BEGIN Recorded information
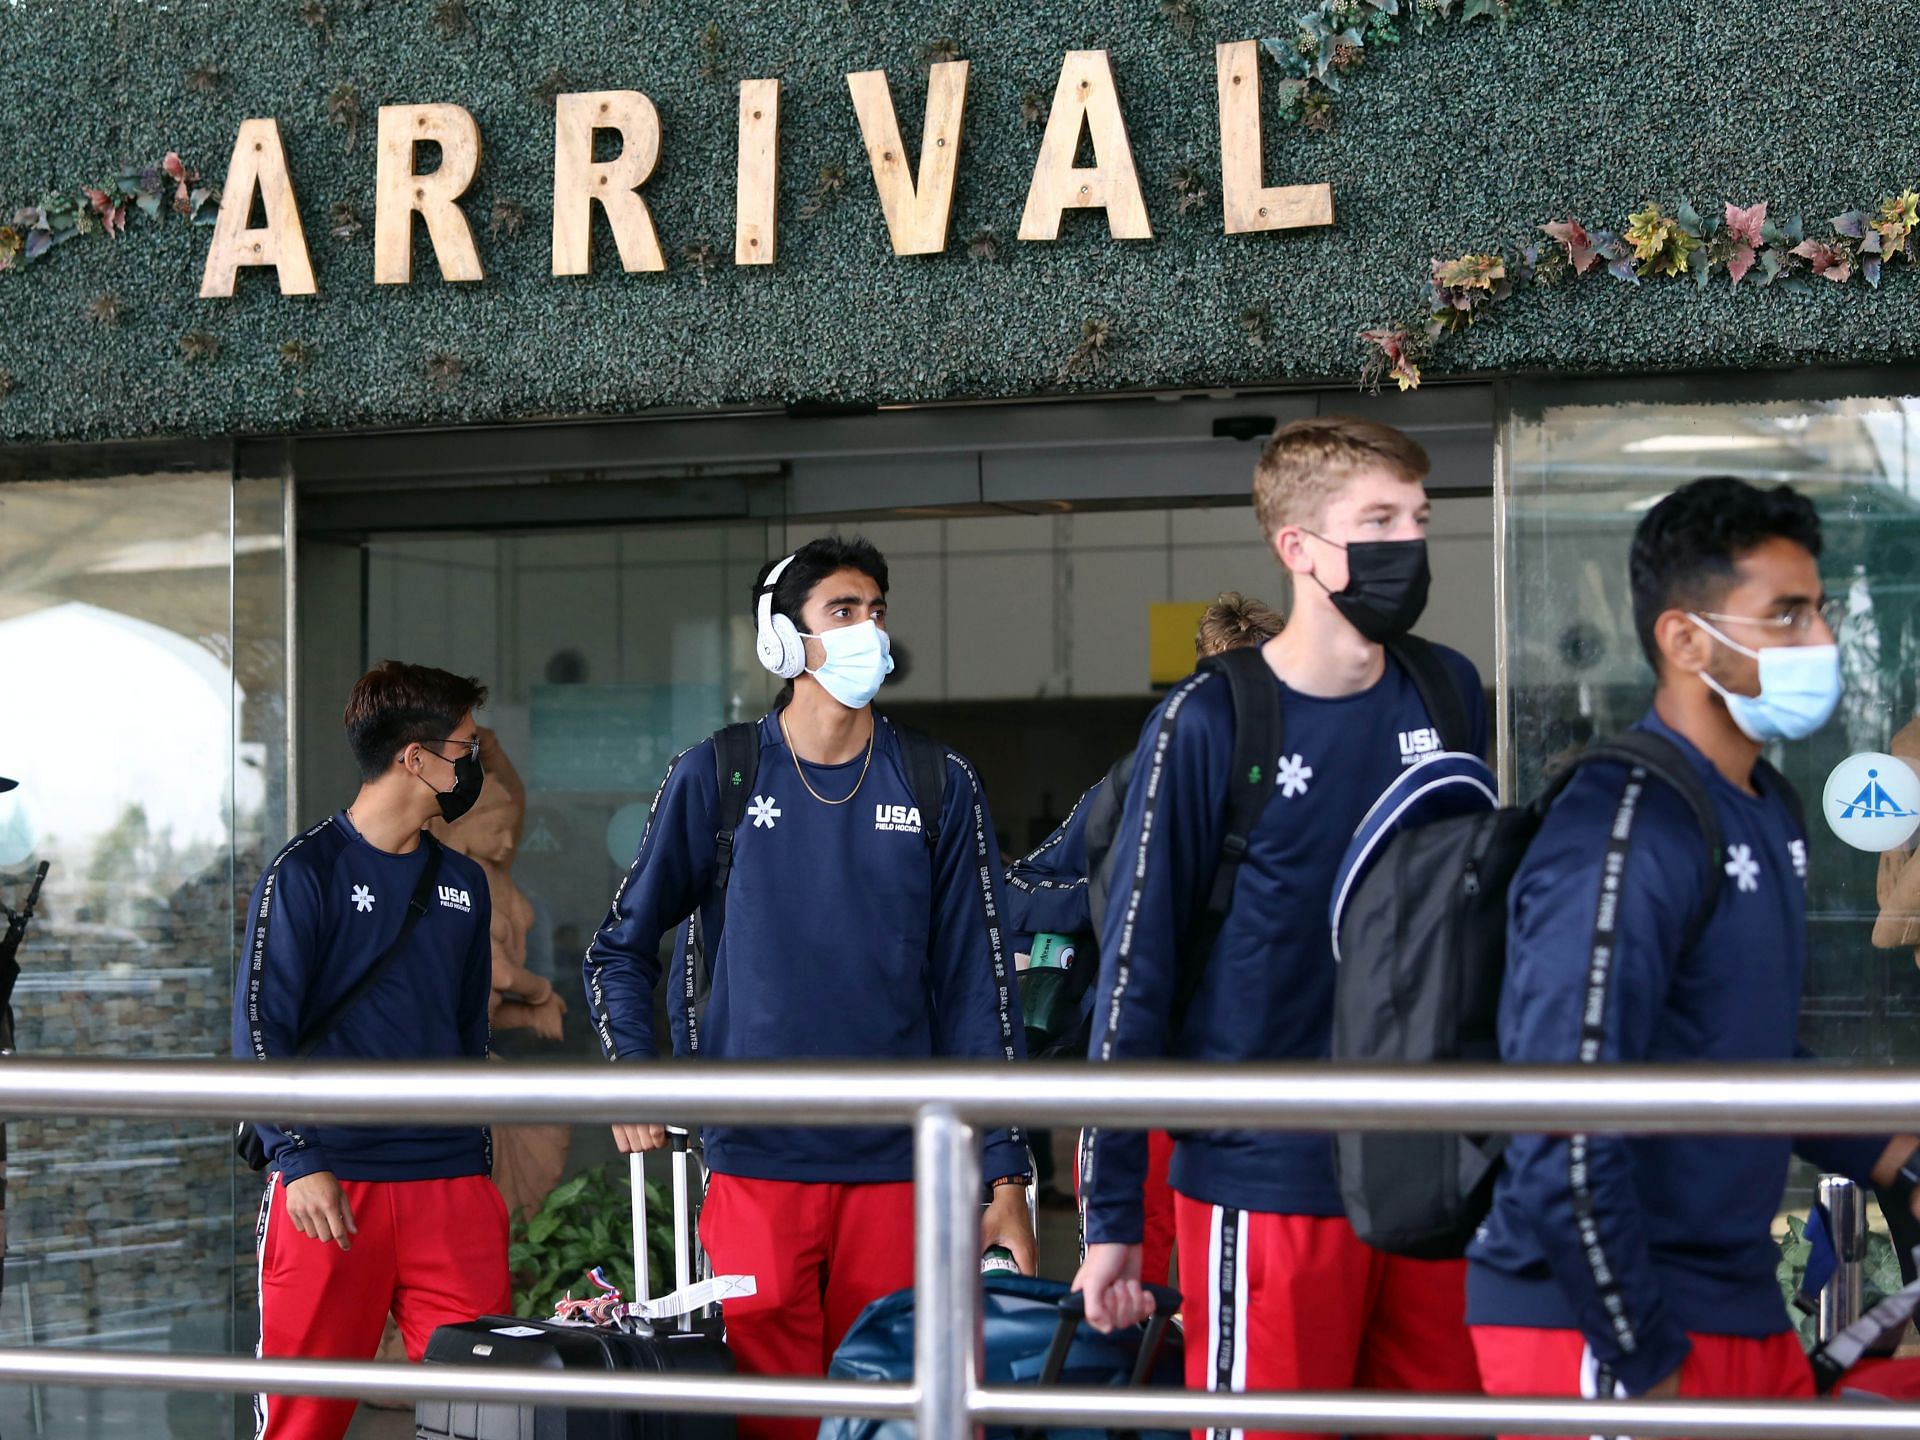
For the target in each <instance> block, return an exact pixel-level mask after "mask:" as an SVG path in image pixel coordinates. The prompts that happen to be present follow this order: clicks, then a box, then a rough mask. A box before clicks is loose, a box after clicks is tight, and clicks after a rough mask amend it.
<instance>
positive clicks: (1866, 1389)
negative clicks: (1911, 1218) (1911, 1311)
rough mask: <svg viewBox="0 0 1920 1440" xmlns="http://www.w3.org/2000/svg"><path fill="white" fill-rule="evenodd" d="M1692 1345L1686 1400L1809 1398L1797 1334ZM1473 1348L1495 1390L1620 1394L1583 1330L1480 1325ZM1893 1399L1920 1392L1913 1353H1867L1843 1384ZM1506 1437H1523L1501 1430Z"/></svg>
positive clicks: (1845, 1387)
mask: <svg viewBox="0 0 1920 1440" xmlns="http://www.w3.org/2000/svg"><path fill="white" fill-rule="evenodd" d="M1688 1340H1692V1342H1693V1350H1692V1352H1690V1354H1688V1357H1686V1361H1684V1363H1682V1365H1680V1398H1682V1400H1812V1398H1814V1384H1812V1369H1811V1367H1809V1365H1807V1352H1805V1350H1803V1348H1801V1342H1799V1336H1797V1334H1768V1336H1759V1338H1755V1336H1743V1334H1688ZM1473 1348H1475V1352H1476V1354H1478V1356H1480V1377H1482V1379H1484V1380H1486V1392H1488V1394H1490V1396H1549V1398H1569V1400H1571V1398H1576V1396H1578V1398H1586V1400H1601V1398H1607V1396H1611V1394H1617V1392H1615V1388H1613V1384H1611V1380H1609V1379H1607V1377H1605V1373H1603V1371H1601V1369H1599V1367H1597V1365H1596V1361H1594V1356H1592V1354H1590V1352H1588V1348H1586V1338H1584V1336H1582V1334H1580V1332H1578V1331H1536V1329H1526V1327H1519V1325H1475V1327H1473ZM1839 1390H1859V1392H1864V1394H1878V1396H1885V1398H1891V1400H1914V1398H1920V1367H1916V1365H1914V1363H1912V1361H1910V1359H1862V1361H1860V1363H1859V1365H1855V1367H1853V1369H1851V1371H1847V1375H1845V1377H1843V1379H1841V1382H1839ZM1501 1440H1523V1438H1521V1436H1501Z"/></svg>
END Recorded information
■ **Instructions to follow**: Nothing but the lines from the top of the data above through the line containing "negative clicks: (1911, 1218) (1911, 1311)" should be output, exactly as written and without the pictures.

■ **Answer to the exercise**:
For the target in each <instance> block, return an exact pixel-level mask after "mask:" as an SVG path in image pixel coordinates. The prompts that happen to be present follow this order: clicks, then a box, then a rough mask. A box before clicks is loose, a box after clicks is tight, and clicks after a rough mask amend it.
<instance>
positive clicks: (1866, 1389)
negative clicks: (1911, 1218) (1911, 1311)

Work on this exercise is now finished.